>> BEGIN

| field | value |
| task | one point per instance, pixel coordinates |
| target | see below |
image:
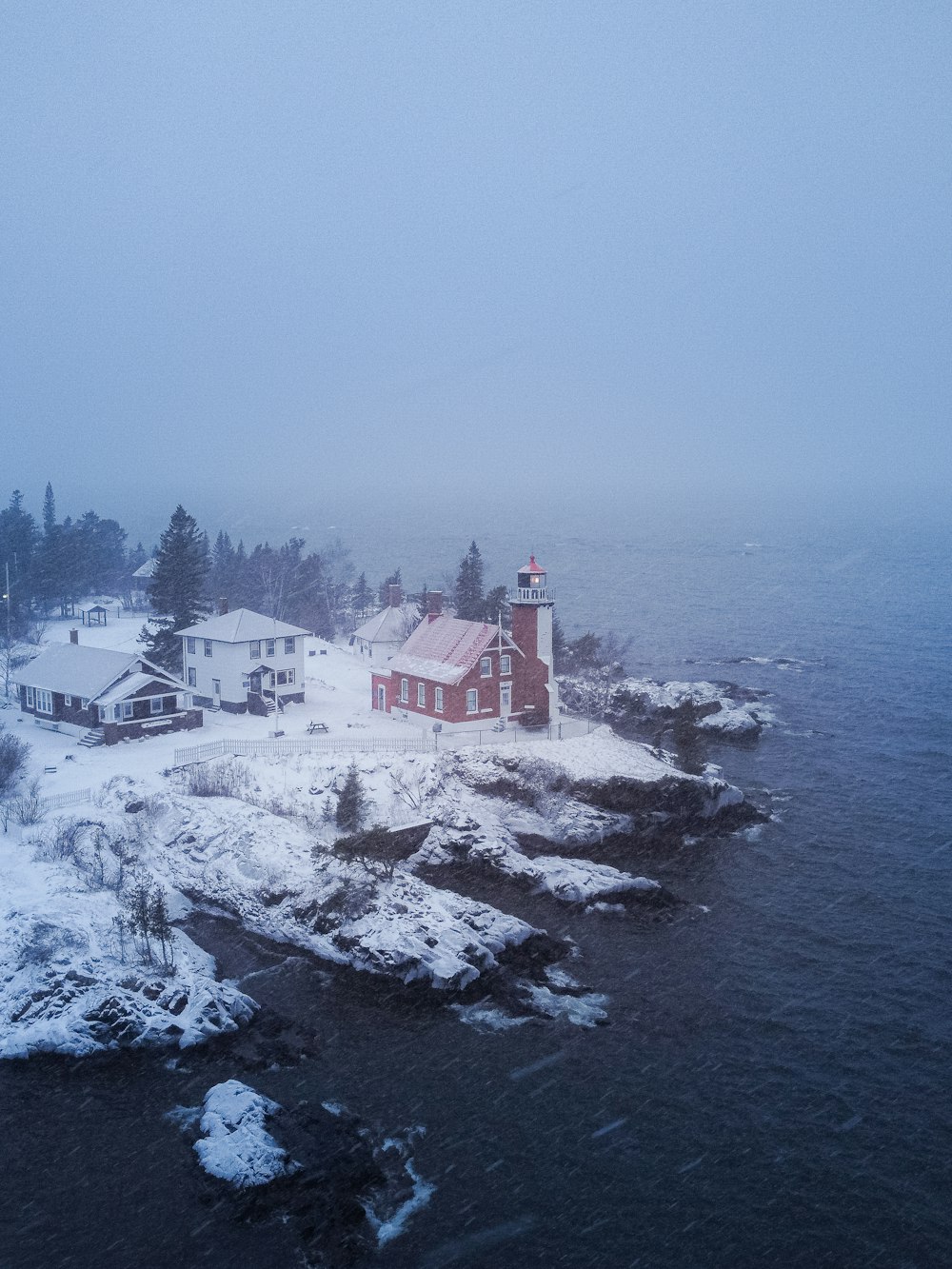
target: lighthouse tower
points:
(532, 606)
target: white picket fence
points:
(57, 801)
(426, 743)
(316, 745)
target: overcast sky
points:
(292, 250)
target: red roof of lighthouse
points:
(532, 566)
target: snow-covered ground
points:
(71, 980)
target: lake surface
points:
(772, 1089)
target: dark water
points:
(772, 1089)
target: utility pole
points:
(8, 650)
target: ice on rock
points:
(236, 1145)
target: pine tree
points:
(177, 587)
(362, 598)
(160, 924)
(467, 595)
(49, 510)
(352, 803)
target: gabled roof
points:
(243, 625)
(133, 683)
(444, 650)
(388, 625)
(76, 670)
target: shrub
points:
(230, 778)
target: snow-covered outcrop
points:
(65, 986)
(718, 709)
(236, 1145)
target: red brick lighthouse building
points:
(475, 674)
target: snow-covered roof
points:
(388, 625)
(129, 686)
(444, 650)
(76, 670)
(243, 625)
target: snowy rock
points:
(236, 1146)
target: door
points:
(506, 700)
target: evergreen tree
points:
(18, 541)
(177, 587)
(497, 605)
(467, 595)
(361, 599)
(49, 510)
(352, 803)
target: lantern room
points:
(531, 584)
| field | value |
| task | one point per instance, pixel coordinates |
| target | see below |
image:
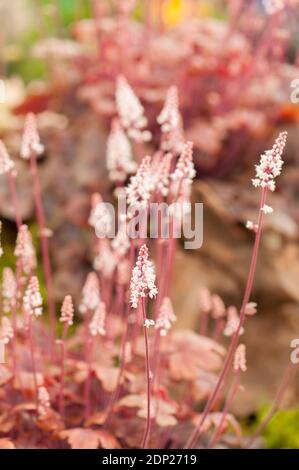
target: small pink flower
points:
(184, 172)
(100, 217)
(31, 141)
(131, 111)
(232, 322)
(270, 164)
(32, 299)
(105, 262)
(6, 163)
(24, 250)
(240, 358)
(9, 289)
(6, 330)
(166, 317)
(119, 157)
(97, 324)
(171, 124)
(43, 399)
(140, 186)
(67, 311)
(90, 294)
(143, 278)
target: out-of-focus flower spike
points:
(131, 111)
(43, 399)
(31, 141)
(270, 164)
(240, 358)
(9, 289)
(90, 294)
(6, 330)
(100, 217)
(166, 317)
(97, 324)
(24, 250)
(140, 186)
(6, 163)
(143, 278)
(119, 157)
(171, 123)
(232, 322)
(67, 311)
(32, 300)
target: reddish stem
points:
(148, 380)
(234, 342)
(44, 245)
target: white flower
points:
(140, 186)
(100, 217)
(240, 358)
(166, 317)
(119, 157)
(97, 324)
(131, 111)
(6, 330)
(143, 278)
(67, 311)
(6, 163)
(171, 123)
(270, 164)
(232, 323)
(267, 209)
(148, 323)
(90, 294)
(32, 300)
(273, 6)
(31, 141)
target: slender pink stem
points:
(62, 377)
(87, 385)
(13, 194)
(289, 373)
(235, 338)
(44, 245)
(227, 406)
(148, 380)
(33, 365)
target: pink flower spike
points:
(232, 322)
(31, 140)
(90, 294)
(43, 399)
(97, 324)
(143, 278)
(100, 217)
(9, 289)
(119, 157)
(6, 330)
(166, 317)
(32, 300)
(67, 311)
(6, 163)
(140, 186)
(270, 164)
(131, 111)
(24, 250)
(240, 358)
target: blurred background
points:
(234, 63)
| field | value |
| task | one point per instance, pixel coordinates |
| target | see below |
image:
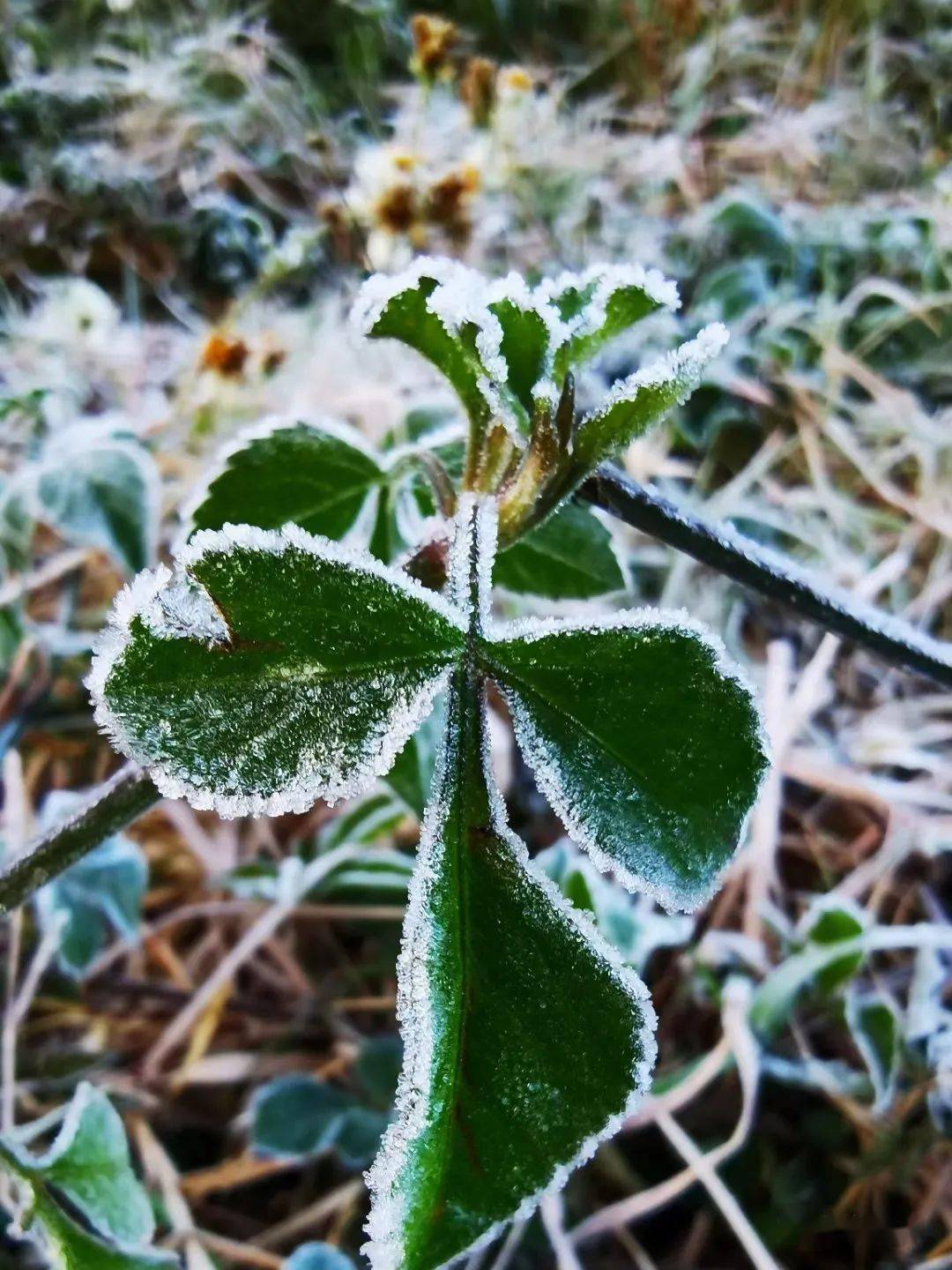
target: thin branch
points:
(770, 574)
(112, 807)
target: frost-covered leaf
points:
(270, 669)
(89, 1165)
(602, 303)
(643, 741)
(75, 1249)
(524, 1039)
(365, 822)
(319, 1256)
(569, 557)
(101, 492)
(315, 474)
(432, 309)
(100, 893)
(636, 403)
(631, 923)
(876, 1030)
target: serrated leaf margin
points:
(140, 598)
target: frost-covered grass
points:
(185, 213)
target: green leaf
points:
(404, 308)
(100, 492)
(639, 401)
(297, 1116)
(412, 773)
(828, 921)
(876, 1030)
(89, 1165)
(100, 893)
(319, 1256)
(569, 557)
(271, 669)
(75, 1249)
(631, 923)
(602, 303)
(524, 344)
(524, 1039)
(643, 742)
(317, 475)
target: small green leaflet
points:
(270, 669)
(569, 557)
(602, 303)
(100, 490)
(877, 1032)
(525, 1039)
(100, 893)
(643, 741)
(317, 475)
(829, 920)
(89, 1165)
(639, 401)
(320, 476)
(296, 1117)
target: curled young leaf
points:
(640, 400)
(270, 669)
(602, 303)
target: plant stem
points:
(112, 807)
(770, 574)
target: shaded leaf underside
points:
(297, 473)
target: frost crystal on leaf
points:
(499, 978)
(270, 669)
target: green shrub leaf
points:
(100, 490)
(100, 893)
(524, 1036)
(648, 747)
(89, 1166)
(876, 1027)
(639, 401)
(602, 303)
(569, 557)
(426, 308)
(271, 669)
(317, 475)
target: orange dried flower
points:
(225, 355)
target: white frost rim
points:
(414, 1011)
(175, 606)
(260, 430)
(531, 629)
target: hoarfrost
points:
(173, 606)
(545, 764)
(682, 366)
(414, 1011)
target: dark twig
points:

>> END

Aim of the task: Copy all of the data above line for line, leaving the pictures out.

Result of the task:
| field | value |
| task | one point per instance, pixel coordinates |
| target | see below |
image:
target: lighthouse tower
points:
(532, 606)
target: white picket fence
points:
(57, 801)
(426, 743)
(316, 745)
target: overcast sky
points:
(292, 250)
target: red roof of lighthouse
points:
(532, 566)
target: snow-covered ground
points:
(71, 980)
target: lake surface
points:
(772, 1089)
target: dark water
points:
(772, 1089)
target: utility pole
points:
(8, 650)
target: ice on rock
points:
(236, 1145)
target: pine tree
points:
(177, 587)
(362, 598)
(160, 924)
(467, 595)
(49, 510)
(352, 803)
target: gabled roof
points:
(243, 625)
(133, 683)
(444, 650)
(388, 625)
(76, 670)
target: shrub
points:
(230, 778)
target: snow-covered outcrop
points:
(65, 986)
(718, 709)
(236, 1145)
target: red brick lighthouse building
points:
(475, 674)
target: snow-covered roof
points:
(388, 625)
(129, 686)
(444, 650)
(76, 670)
(243, 625)
target: snowy rock
points:
(236, 1146)
target: door
points:
(506, 700)
target: evergreen tree
points:
(18, 541)
(177, 587)
(497, 605)
(467, 595)
(361, 599)
(49, 510)
(352, 803)
target: lantern room
points:
(531, 584)
| field | value |
| task | one point per instance, pixel coordinates |
| target | see below |
image:
target: small pink flower
points:
(184, 172)
(100, 217)
(31, 141)
(131, 111)
(232, 322)
(270, 164)
(32, 299)
(105, 262)
(6, 163)
(24, 250)
(240, 358)
(9, 289)
(6, 330)
(166, 317)
(119, 157)
(97, 324)
(171, 124)
(43, 399)
(140, 186)
(67, 311)
(90, 294)
(143, 278)
target: out-of-focus flower spike
points:
(131, 111)
(43, 399)
(31, 141)
(270, 164)
(240, 358)
(9, 289)
(90, 294)
(6, 330)
(100, 217)
(166, 317)
(97, 324)
(24, 250)
(140, 186)
(6, 163)
(143, 278)
(119, 157)
(171, 123)
(232, 322)
(67, 311)
(32, 300)
target: reddish stem
points:
(148, 380)
(234, 342)
(44, 245)
target: white flower
points:
(140, 186)
(100, 217)
(240, 358)
(166, 317)
(119, 157)
(97, 324)
(131, 111)
(6, 330)
(143, 278)
(67, 311)
(6, 163)
(171, 123)
(270, 164)
(232, 323)
(267, 209)
(148, 323)
(90, 294)
(32, 300)
(273, 6)
(31, 141)
target: slender pink stem
points:
(62, 377)
(87, 385)
(13, 194)
(289, 373)
(235, 338)
(44, 245)
(227, 406)
(148, 380)
(33, 365)
target: pink flower spike
points:
(232, 322)
(31, 140)
(90, 294)
(43, 399)
(97, 324)
(143, 278)
(100, 217)
(9, 289)
(119, 157)
(6, 330)
(166, 317)
(32, 300)
(67, 311)
(6, 163)
(140, 186)
(270, 164)
(131, 111)
(24, 250)
(240, 358)
target: blurred background
points:
(234, 63)
| field | value |
| task | one point per instance, pixel coordinates |
| target | see below |
image:
target: thin branch
points:
(770, 574)
(112, 807)
target: frost-covered leaf
points:
(270, 669)
(89, 1165)
(602, 303)
(643, 741)
(75, 1249)
(524, 1039)
(365, 822)
(319, 1256)
(569, 557)
(101, 492)
(315, 474)
(432, 309)
(100, 893)
(636, 403)
(631, 923)
(876, 1030)
target: serrated leaf margin
points:
(140, 598)
target: frost-covered grass
points:
(185, 213)
target: green leaf
points:
(404, 308)
(100, 492)
(639, 401)
(297, 1116)
(412, 773)
(828, 921)
(876, 1030)
(89, 1165)
(100, 893)
(319, 1256)
(569, 557)
(271, 669)
(75, 1249)
(631, 923)
(602, 303)
(524, 344)
(524, 1039)
(643, 742)
(317, 475)
target: small green leaflet
points:
(270, 669)
(569, 557)
(602, 303)
(100, 490)
(877, 1032)
(525, 1039)
(100, 893)
(643, 741)
(317, 475)
(829, 920)
(89, 1165)
(639, 401)
(320, 476)
(296, 1117)
target: curled young leaf
points:
(640, 400)
(270, 669)
(602, 303)
target: plant stem
points:
(112, 807)
(770, 574)
target: shaded leaf underside
points:
(297, 473)
target: frost crystal on leaf
points:
(499, 978)
(270, 669)
target: green shrub leaf
points:
(100, 490)
(100, 893)
(524, 1036)
(648, 747)
(89, 1166)
(876, 1027)
(639, 401)
(602, 303)
(569, 557)
(426, 308)
(271, 669)
(317, 475)
target: orange dried flower
points:
(225, 355)
target: white frost rim
points:
(414, 1011)
(175, 606)
(260, 430)
(531, 629)
target: hoarfrost
points:
(173, 606)
(545, 764)
(682, 366)
(414, 1011)
target: dark twig
points:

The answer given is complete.